─── DATASET CONTENT ───

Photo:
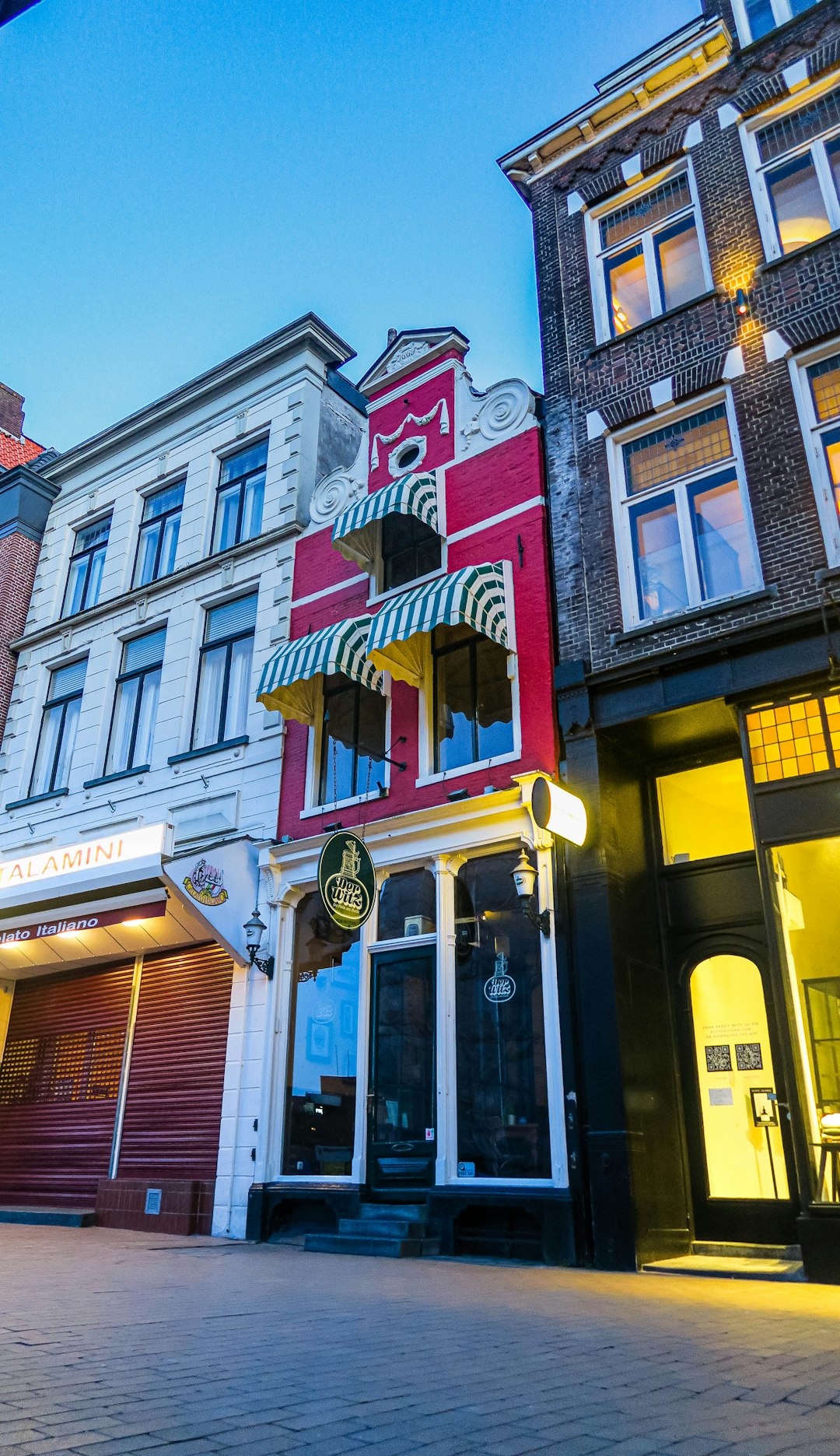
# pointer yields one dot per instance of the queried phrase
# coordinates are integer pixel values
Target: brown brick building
(688, 244)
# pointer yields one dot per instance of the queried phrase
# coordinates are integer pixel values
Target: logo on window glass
(347, 881)
(499, 989)
(205, 884)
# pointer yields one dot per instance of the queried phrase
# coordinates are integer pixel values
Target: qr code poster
(749, 1056)
(718, 1059)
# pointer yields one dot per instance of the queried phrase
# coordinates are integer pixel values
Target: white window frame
(813, 431)
(781, 13)
(622, 504)
(758, 170)
(596, 255)
(313, 746)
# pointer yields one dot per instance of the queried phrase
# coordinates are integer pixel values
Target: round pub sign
(347, 880)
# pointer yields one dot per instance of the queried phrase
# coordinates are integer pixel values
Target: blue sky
(182, 177)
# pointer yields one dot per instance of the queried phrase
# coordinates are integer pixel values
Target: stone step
(385, 1228)
(374, 1247)
(779, 1272)
(747, 1251)
(57, 1218)
(394, 1210)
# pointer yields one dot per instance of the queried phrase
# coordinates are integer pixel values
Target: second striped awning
(354, 530)
(289, 683)
(474, 596)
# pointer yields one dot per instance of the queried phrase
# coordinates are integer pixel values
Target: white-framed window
(758, 18)
(646, 252)
(683, 525)
(817, 389)
(794, 162)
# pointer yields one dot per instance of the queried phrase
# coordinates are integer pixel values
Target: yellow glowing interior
(743, 1160)
(705, 812)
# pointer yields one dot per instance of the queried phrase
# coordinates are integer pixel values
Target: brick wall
(613, 377)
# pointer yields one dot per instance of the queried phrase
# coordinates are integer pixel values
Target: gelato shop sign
(92, 854)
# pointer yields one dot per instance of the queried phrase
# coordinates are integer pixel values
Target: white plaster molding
(776, 347)
(663, 392)
(796, 76)
(596, 426)
(734, 363)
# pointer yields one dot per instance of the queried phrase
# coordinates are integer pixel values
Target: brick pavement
(118, 1342)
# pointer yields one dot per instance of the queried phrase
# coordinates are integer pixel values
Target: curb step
(57, 1218)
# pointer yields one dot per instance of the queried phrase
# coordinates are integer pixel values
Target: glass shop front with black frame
(418, 1058)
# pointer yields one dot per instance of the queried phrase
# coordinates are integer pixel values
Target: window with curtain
(474, 714)
(798, 159)
(86, 564)
(352, 742)
(159, 535)
(649, 257)
(239, 496)
(225, 673)
(136, 703)
(686, 516)
(58, 724)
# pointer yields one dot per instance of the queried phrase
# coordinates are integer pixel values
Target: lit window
(352, 742)
(794, 739)
(159, 535)
(798, 162)
(136, 703)
(472, 700)
(58, 724)
(705, 812)
(225, 673)
(649, 257)
(684, 516)
(85, 575)
(239, 496)
(758, 18)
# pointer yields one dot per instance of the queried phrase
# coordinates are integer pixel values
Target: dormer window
(758, 18)
(409, 551)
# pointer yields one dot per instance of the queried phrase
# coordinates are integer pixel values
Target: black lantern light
(524, 877)
(254, 932)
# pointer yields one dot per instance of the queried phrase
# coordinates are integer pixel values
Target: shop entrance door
(737, 1121)
(401, 1101)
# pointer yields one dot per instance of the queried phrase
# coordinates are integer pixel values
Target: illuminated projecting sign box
(90, 855)
(128, 914)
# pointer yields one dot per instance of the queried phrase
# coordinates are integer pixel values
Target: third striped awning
(289, 683)
(474, 596)
(354, 530)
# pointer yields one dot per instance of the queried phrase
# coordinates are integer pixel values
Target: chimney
(11, 411)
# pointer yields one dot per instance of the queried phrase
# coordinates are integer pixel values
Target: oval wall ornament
(347, 880)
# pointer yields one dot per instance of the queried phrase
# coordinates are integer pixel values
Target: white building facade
(138, 778)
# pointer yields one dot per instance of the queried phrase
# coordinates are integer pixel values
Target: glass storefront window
(407, 906)
(806, 879)
(502, 1100)
(322, 1046)
(705, 812)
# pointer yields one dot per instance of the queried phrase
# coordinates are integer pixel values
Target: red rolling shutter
(58, 1083)
(173, 1104)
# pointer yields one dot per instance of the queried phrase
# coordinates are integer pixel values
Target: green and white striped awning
(474, 596)
(354, 532)
(289, 683)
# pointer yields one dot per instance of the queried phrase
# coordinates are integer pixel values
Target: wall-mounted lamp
(254, 932)
(524, 879)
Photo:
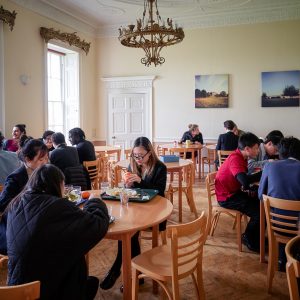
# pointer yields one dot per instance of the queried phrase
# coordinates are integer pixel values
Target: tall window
(63, 89)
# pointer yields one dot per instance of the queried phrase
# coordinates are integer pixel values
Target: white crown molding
(57, 15)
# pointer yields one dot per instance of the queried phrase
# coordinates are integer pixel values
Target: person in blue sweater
(281, 178)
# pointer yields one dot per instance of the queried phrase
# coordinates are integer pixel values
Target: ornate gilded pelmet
(73, 40)
(8, 17)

───

> **EXERCISE AIM**: The required output is each record above, reproduced exactly, without its pictures.

> **RESULT OF THE EXERCISE**:
Photo:
# pointer yields one dot per instance of the queried phrase
# coordinates are integer pixel values
Target: brown brick building
(688, 244)
# pointer yields one dot per instance of the queried phrase
# coordinates are integer pixel values
Target: logo on window glass
(347, 881)
(499, 989)
(205, 884)
# pointer yields one dot per instance of the queried phrase
# coordinates are integer pixel values
Target: qr code poster
(749, 1056)
(718, 1059)
# pointer yields one dot per instance of the queried phrase
# coordinates are integer pixel values
Target: white window frame
(813, 431)
(781, 13)
(622, 504)
(758, 170)
(596, 255)
(313, 746)
# pointer yields one dot per instance of the queried phrase
# coordinates are integer pixel values
Target: round pub sign
(347, 880)
# pointer yields one dot per instance of the queried phrase
# coordinates are integer pixel values
Target: blue sky
(182, 177)
# pointer yields one dot per instance of the queried phrase
# coordinates are integer pixel values
Target: stone step
(385, 1228)
(374, 1247)
(779, 1272)
(747, 1251)
(57, 1218)
(394, 1210)
# pointer yields one dot per instance of the queried phrase
# coordinates are integer pixel values
Target: second striped awning
(354, 530)
(289, 683)
(474, 596)
# pointer yields one dot per instance of the queried phrase
# coordinates are integer pixel values
Target: white-framed window
(758, 18)
(646, 252)
(683, 525)
(817, 389)
(794, 162)
# pointer yields one dot per instance of the queried phrase
# coordinates are integer pixel values
Target: yellow glowing interior
(743, 1160)
(705, 812)
# pointer yields one dot per instance of the queried phrase
# coordinates are integer pixel values
Target: brick wall
(613, 377)
# pointer yields one dot per instance of the queried phrase
# coordinates are integer pixel values
Target: gelato shop sign
(92, 854)
# pointer yields one dot per instance of the queried phrase
# coordinates are integer pixel values
Target: white plaster molding
(776, 347)
(663, 392)
(796, 76)
(596, 426)
(734, 363)
# pointer yields one dot per instance of the queried phrase
# coordinates are integer pixel values
Target: brick pavement
(118, 1342)
# pointer yields one dot per instance of the queried phrase
# coordinates are integer pixel values
Target: curb step
(57, 1218)
# pointer yields one dot per instance of the queried phrase
# coordinates are integer pixel values
Target: glass shop front with black frame
(418, 1058)
# pointer yields one dot per instance of the queried phrase
# coordinates are integer pixel values
Target: window with curtain
(474, 714)
(798, 159)
(86, 564)
(352, 742)
(159, 535)
(649, 257)
(239, 496)
(225, 673)
(136, 703)
(686, 516)
(58, 724)
# pointer yields one dot per instance of the queried phrase
# coordinates are integer pixel values
Target: lit window
(352, 742)
(794, 739)
(159, 535)
(798, 162)
(136, 703)
(472, 700)
(58, 724)
(705, 812)
(225, 673)
(649, 257)
(684, 516)
(85, 575)
(239, 496)
(758, 18)
# pointer yields one dot per instance of the queried phrase
# coordinates are integer pixel values
Target: dormer window
(758, 18)
(409, 551)
# pointer yields one dot per instance of the queried phrase
# coordinates are integer pixel values
Target: black lantern light
(524, 877)
(254, 932)
# pointer yields one dot per instance of the queried phrase
# coordinates are integer pixel values
Target: shop entrance door
(737, 1121)
(401, 1101)
# pointer yields one dot per instance of the queried phrase
# coordinates are integer pixel values
Target: illuminated projecting sign box
(90, 855)
(128, 914)
# pointer yields one dot per instance of the queried phrase
# coordinates are integer pixel values
Target: third striped awning
(289, 683)
(474, 596)
(354, 530)
# pointer yields one dot per instance of the queried phrase
# coordinates are integer pixel values
Target: chimney
(11, 411)
# pointer yields one dot per instance of the queried phrase
# coordinates are integer pixel values
Target: oval wall ornament
(347, 880)
# pointer yields one dot per instance of the queried phrase
# coordinates are integer pixel values
Target: white building facade
(138, 778)
# pointer yields one dot per instance of the queried phrase
# coordinates are integer pixel values
Target: glass storefront window
(407, 906)
(806, 879)
(502, 1100)
(322, 1046)
(705, 812)
# pointer yields one dot per instance of the queried phrase
# coordinates are integer pixel values
Target: red rolling shutter
(58, 1083)
(173, 1104)
# pointer yields one dot per instance of the queried phrase
# coordinates are integer pixel values
Target: green and white striped awning
(474, 596)
(354, 532)
(289, 683)
# pointer yields one dot per instance of the queried phrase
# coordinates are integer pixel values
Target: wall-mounted lamp
(254, 932)
(524, 879)
Photo:
# pointer yields one dot per instance of the queried phrase
# coordinates are integer pixel values
Target: tall window
(63, 89)
# pointer yields one dot per instance of the queried phrase
# coordinates are integer pixel values
Target: white crown molding
(57, 15)
# pointer yields one dot per instance of the queried phrase
# coordinates are integer pixel values
Target: person in blue sweater
(281, 178)
# pointer yields one dot per instance of the queried phrase
# coordinates are integer pixel values
Target: ornate gilded pelmet
(73, 40)
(8, 17)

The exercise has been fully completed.